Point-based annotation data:
··········

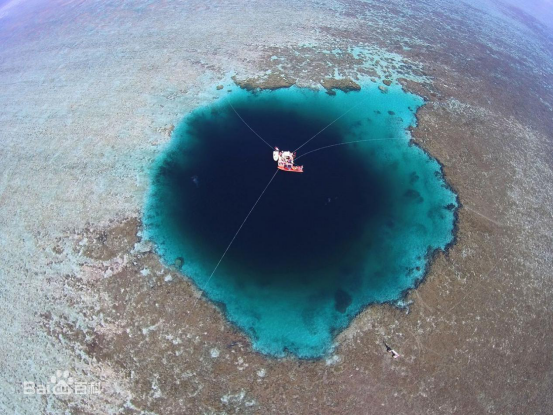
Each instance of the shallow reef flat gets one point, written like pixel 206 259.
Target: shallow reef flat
pixel 92 93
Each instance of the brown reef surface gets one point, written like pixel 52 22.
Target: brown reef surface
pixel 81 290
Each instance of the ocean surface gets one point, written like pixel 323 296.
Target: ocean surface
pixel 358 227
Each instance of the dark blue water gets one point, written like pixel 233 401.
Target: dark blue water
pixel 356 228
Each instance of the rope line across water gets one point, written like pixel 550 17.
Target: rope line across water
pixel 235 235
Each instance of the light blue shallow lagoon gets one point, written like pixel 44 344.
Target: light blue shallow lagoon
pixel 358 227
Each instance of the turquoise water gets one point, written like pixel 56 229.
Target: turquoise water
pixel 357 228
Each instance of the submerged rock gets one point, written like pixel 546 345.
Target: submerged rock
pixel 345 85
pixel 273 81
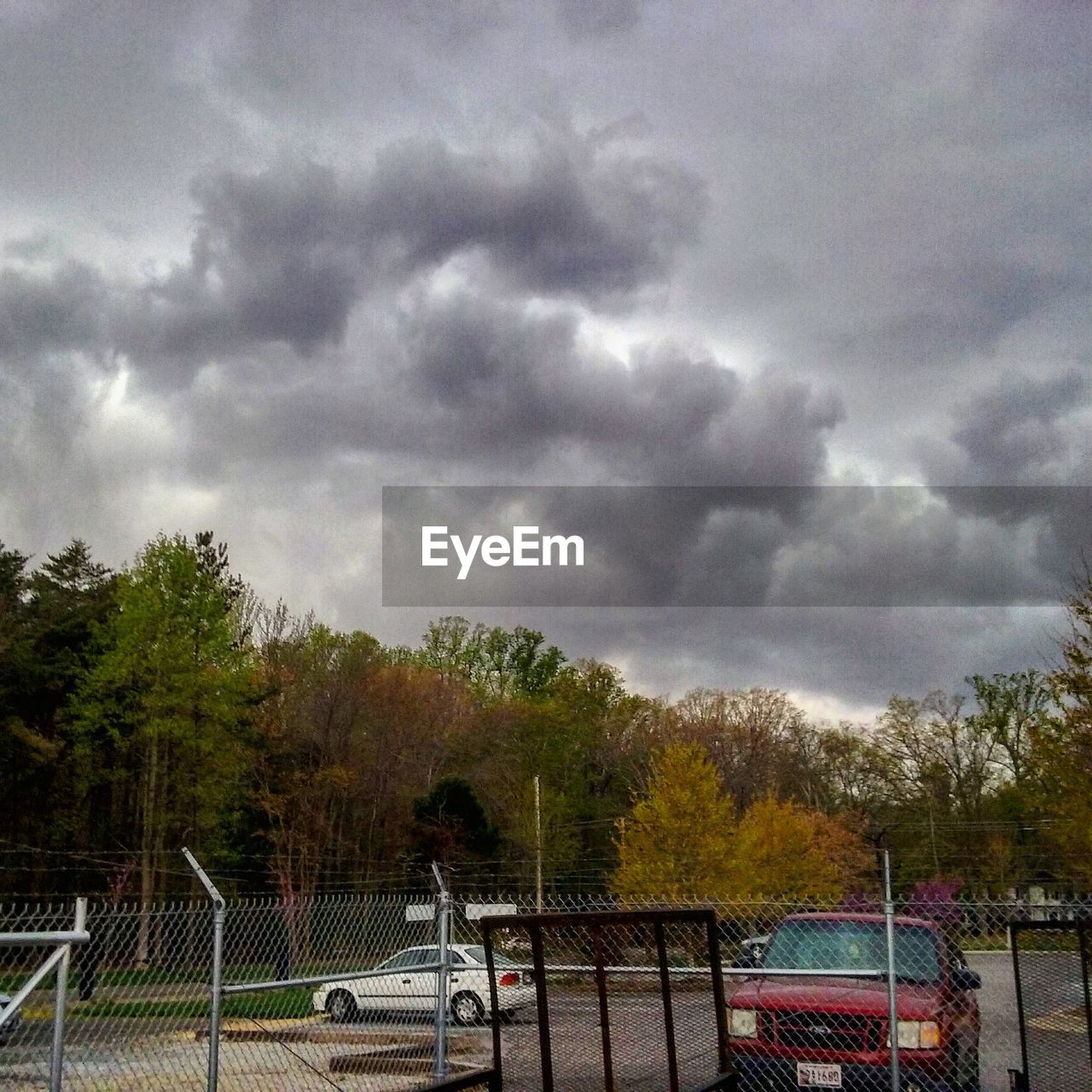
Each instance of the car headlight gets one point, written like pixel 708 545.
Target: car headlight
pixel 917 1036
pixel 744 1024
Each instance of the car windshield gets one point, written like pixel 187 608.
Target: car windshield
pixel 802 944
pixel 476 952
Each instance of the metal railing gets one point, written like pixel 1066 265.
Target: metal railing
pixel 140 994
pixel 61 942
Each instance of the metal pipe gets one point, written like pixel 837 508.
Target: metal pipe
pixel 443 925
pixel 43 939
pixel 12 1007
pixel 61 1002
pixel 217 987
pixel 601 989
pixel 665 991
pixel 773 972
pixel 1014 944
pixel 491 967
pixel 319 979
pixel 545 1048
pixel 892 984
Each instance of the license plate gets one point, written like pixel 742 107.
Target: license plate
pixel 811 1076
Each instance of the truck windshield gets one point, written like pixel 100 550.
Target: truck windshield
pixel 802 944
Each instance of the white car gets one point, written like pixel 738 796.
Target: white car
pixel 402 990
pixel 8 1029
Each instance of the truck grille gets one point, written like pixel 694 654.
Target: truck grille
pixel 827 1031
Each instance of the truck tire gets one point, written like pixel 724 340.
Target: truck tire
pixel 341 1005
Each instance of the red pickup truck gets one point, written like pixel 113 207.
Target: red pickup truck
pixel 831 1032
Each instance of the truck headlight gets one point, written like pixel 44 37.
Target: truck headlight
pixel 917 1036
pixel 744 1024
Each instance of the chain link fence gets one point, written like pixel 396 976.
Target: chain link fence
pixel 806 989
pixel 1052 962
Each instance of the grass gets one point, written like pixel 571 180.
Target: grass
pixel 272 1005
pixel 162 976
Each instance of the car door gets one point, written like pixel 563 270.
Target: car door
pixel 416 990
pixel 390 990
pixel 962 1005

··········

Goal:
Reproduce the material word for word from the line containing "Each instance of the red" through the end.

Correct output:
Each instance of the red pickup truck gets one point, written like pixel 113 207.
Target: red pickup truck
pixel 831 1032
Each instance of the truck headlight gets one point, written like pixel 44 37.
Target: truck headlight
pixel 917 1036
pixel 744 1024
Each instance of the chain link fence gets one point, written like pixel 396 976.
Target: chain link fence
pixel 806 989
pixel 1052 962
Each instance of the grass gets one point, written like pixel 571 180.
Target: grass
pixel 272 1005
pixel 162 976
Each instance of the car door gets one point, written like pixel 563 270.
Target: car door
pixel 416 990
pixel 390 990
pixel 962 1005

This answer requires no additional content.